- Set problem -
Each entry that follows must be output without any deviation.

- Provided records -

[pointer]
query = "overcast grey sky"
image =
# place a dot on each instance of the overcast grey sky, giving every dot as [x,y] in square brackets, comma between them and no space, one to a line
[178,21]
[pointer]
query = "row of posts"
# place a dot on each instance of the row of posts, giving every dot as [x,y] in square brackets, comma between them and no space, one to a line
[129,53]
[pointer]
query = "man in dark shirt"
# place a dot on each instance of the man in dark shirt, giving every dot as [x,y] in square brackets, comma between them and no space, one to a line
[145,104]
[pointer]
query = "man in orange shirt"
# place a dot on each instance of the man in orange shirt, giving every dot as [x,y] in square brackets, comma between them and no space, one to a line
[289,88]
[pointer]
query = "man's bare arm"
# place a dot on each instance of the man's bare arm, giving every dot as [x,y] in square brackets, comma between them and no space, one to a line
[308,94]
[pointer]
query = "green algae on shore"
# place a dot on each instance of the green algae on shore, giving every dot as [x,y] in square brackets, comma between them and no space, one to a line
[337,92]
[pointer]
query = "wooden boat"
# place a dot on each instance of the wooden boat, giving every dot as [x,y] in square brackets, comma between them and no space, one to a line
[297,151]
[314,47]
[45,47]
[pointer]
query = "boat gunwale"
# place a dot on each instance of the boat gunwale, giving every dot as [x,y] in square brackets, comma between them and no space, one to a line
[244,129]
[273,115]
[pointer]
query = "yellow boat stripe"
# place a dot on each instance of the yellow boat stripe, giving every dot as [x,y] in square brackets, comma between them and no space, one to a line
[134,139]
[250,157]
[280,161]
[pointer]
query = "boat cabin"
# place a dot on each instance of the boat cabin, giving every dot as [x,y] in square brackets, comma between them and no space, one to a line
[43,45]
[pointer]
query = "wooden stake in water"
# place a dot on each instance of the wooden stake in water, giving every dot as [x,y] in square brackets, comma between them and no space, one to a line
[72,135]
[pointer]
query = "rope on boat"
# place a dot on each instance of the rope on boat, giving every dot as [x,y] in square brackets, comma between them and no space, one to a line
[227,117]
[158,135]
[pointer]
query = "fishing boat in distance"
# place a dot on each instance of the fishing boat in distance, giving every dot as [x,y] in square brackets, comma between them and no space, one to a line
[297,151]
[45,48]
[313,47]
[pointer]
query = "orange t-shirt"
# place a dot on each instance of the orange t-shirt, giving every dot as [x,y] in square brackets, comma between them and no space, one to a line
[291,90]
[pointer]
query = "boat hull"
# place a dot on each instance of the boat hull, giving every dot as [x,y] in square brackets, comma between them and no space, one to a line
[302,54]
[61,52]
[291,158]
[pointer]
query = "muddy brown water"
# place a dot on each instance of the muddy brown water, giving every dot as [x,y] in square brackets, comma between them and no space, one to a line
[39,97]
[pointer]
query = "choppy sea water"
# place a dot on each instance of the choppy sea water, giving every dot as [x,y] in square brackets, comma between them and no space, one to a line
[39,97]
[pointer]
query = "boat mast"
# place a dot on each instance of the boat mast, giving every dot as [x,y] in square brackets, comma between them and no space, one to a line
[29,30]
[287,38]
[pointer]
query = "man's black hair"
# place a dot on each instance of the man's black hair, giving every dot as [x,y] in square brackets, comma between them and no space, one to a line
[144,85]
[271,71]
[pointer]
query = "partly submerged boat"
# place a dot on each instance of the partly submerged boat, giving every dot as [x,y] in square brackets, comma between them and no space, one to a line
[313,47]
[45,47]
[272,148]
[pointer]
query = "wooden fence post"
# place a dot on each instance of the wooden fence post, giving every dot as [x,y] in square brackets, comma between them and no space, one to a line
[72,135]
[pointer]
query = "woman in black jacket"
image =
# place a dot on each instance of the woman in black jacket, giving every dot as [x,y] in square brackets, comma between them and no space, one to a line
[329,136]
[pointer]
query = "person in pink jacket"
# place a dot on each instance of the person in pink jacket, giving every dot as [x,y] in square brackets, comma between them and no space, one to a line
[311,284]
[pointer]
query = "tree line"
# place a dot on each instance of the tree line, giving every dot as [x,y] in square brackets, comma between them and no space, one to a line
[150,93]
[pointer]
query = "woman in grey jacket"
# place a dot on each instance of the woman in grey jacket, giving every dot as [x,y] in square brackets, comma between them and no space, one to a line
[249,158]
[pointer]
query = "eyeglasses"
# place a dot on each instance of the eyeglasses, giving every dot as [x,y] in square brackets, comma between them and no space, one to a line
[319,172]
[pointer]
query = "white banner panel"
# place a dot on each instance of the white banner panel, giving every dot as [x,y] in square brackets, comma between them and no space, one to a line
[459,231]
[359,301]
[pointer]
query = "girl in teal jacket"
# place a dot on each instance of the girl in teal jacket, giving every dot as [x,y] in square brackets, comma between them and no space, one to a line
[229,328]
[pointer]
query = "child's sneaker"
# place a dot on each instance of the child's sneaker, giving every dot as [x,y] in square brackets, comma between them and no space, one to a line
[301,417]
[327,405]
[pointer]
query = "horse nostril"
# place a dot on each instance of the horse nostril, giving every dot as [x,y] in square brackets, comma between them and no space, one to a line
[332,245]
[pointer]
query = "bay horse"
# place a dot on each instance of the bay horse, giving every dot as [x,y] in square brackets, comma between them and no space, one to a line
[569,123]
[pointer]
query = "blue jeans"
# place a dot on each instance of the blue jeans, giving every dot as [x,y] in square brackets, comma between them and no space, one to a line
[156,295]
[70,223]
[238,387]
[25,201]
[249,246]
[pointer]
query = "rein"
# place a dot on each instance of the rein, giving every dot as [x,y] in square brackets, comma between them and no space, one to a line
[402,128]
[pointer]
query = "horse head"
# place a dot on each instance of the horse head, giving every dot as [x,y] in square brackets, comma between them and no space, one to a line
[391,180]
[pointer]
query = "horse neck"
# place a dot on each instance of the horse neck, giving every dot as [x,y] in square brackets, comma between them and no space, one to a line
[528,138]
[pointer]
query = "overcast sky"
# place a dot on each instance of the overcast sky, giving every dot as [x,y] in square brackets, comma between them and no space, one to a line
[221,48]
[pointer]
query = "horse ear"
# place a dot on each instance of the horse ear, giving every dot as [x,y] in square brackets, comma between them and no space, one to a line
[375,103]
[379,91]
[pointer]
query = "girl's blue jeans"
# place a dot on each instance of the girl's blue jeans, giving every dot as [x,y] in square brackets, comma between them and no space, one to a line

- Solution for this task -
[pointer]
query = "overcast grey sky"
image =
# place a dot on each instance of the overcast grey sky, giving every dot as [x,y] in square brackets, comma between them and no space, one to a line
[178,21]
[pointer]
query = "row of posts"
# place a dot on each instance of the row of posts, giving every dot as [x,y] in square brackets, comma between them and no space, one to a line
[129,53]
[pointer]
query = "man in dark shirt"
# place a dot on each instance of the man in dark shirt, giving every dot as [x,y] in square brackets, comma between them and no space, one to a line
[145,104]
[pointer]
query = "man in orange shirt"
# place a dot on each instance of the man in orange shirt, giving every dot as [x,y] in square brackets, comma between them and no space, one to a line
[289,88]
[pointer]
query = "man's bare arm"
# place a dot on each instance of the man's bare arm, giving every dot as [x,y] in square brackets, comma between them and no space, one to a line
[308,94]
[pointer]
query = "green algae on shore"
# place a dot on each instance of the green algae on shore, giving every dot as [x,y] in square brackets, comma between them and no space, one to a line
[337,92]
[pointer]
query = "wooden boat"
# place a dot on each instance of the wooden boat, giving every dot as [x,y] in square brackets, comma between them and no space, one to a line
[297,151]
[314,47]
[45,47]
[pointer]
query = "boat gunwale"
# place a dot on each instance of the boat gunwale, giving every dot as [x,y] in square brackets, comma between them and no space, one to a line
[244,129]
[273,115]
[pointer]
query = "yellow boat stripe"
# place a dot on each instance of the yellow boat stripe, giving every dot as [x,y] in square brackets, comma between them and no space, one to a line
[134,139]
[250,157]
[280,161]
[pointer]
query = "boat cabin"
# place a dot on each instance of the boat cabin, giving every dot as [x,y] in square brackets, comma between them and no space, one to a line
[43,45]
[pointer]
query = "wooden stake in water"
# place a dot on each instance of the wooden stake in water, giving every dot as [x,y] in square brackets, comma between them and no space, one to a line
[72,135]
[pointer]
query = "rope on boat"
# place a dot on each instance of the rope on boat, giving every dot as [x,y] in square brackets, comma between them and no space, one to a line
[227,117]
[158,135]
[pointer]
query = "fishing boat in distance"
# place a dot on each instance of the fishing boat in distance, giving every dot as [x,y] in square brackets, comma between them and no space, one to a line
[297,151]
[45,48]
[313,47]
[pointer]
query = "orange t-shirt"
# place a dot on each instance of the orange t-shirt, giving every dot as [x,y] in square brackets, comma between them and no space, one to a line
[291,90]
[pointer]
query = "boat hull"
# place a dot on each instance of the boat hull, giving every dot as [x,y] in square brackets, comma between them and no space, one to a line
[302,54]
[61,52]
[291,158]
[pointer]
query = "muddy brown water"
# place a dot on each instance of the muddy brown water, giving every dot as [x,y] in square brackets, comma between them and no space, one to a line
[39,97]
[pointer]
query = "choppy sea water"
# place a dot on each instance of the choppy sea water, giving every dot as [x,y] in square brackets, comma between them and no space, one to a line
[39,97]
[pointer]
query = "boat mast"
# place a dot on each instance of the boat mast, giving every dot as [x,y] in square brackets, comma between them and no space, one to a line
[29,30]
[287,38]
[pointer]
query = "man's black hair"
# place a dot on each instance of the man's black hair, giving every dot as [x,y] in square brackets, comma between them and no space, one to a line
[144,85]
[271,71]
[pointer]
query = "partly submerged boat"
# place a dot on each instance of the partly submerged boat, giving every dot as [x,y] in square brackets, comma between them and no space, one to a line
[313,47]
[45,47]
[272,148]
[pointer]
query = "wooden fence post"
# place a dot on each instance of the wooden fence post, giving every dot as [x,y] in square brackets, comma between them and no space, one to a line
[72,135]
[pointer]
query = "woman in black jacket"
image =
# place a dot on each instance of the woman in black jacket, giving every dot as [x,y] in square brackets, comma between them and no space, one to a line
[329,136]
[pointer]
query = "person in pink jacket"
# place a dot on each instance of the person in pink jacket, giving every dot as [x,y] in square brackets, comma between them and no space, one to a line
[311,284]
[pointer]
query = "tree line"
# place a dot on each instance of the tree line, giving every dot as [x,y] in square brackets, comma between them and no space, one to a line
[150,93]
[pointer]
query = "woman in grey jacket"
# place a dot on each instance of the woman in grey jacket, giving every dot as [x,y] in square brackets, comma between them and no space, one to a line
[249,158]
[pointer]
query = "eyeglasses"
# place a dot on each instance of the eyeglasses, giving every dot as [x,y] in square brackets, comma between them and no space, one to a line
[319,172]
[pointer]
query = "white banner panel"
# place a dot on each instance of the white banner panel, giving every dot as [x,y] in square brackets, comma between them and no space, one to a line
[459,231]
[359,301]
[pointer]
query = "girl in teal jacket"
# place a dot on each instance of the girl in teal jacket, giving every dot as [x,y] in square brackets, comma between them and no space, one to a line
[229,328]
[pointer]
query = "child's sneaker"
# place a dot on each instance of the child's sneaker, giving every dot as [x,y] in square brackets, comma between them and no space, one to a line
[301,417]
[327,405]
[pointer]
query = "horse nostril"
# place a dot on each instance of the horse nostril, giving every dot as [x,y] in square brackets, comma between them and no space, one to a line
[332,245]
[pointer]
query = "bay horse"
# place a dot on each instance of the bay horse, giving every dot as [x,y] in square brackets, comma between them and no space, one to a line
[569,123]
[pointer]
query = "blue jeans"
# place a dot on each instance of the blue jeans, giving every dot as [x,y] in square brackets, comma between them and no space, one to a line
[156,295]
[70,223]
[238,387]
[25,201]
[249,246]
[pointer]
query = "rein"
# place a dot on each instance of the rein, giving every dot as [x,y] in square brackets, comma between them and no space, one to a line
[402,128]
[pointer]
query = "horse head"
# place a dot on each instance of the horse head, giving every dot as [x,y] in square brackets, comma between them and no space, one to a line
[391,180]
[pointer]
query = "horse neck"
# place a dot on each instance of the horse neck, giving every dot as [x,y] in square brackets, comma between them and no space, one to a line
[528,138]
[pointer]
query = "overcast sky"
# place a dot on each instance of the overcast sky, giving every dot as [x,y] in square brackets, comma between them and no space, one to a line
[221,48]
[pointer]
query = "horse ear"
# place a dot on each instance of the horse ear, giving every dot as [x,y] in square brackets, comma between them and no space, one to a line
[375,103]
[379,91]
[pointer]
query = "girl's blue jeans"
# place a dot on each instance of the girl's blue jeans, giving every dot as [x,y] in square brackets, comma between them and no space, one to a line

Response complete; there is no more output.